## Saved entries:
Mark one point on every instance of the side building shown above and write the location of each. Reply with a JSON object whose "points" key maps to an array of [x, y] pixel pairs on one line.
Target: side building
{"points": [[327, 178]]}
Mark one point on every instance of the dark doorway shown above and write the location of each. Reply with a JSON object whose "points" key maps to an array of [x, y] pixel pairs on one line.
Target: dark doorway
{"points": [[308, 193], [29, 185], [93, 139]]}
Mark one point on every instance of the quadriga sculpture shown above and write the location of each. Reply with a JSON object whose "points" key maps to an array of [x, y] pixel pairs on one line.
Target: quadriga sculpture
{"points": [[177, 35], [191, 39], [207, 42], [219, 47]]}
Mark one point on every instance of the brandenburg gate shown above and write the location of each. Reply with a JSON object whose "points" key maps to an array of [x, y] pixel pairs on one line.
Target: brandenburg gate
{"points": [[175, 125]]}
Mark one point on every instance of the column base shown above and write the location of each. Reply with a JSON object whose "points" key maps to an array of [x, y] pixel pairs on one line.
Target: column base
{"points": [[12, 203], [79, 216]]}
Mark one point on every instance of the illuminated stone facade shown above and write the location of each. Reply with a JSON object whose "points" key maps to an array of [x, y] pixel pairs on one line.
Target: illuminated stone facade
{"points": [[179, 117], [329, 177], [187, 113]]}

## Problem:
Return the lines beginning at the one that contains "Mark one point on every instance of the column" and continuing through the last line of the data, exactly as they stand and without any others.

## Response area:
Mark one point on every instance of the column base shown above and write the location of each. Reply with a JSON object whose "points" key maps to an array of [x, y] pixel pairs on one line.
Target: column base
{"points": [[12, 203], [79, 216]]}
Mark one point on every instance of the illuminated stone facade shown above and write the location of each. Reply with a JSON object whose "points" key maps to an array of [x, y] pixel pairs on one line.
Target: illuminated stone facade
{"points": [[179, 117], [329, 177], [187, 113]]}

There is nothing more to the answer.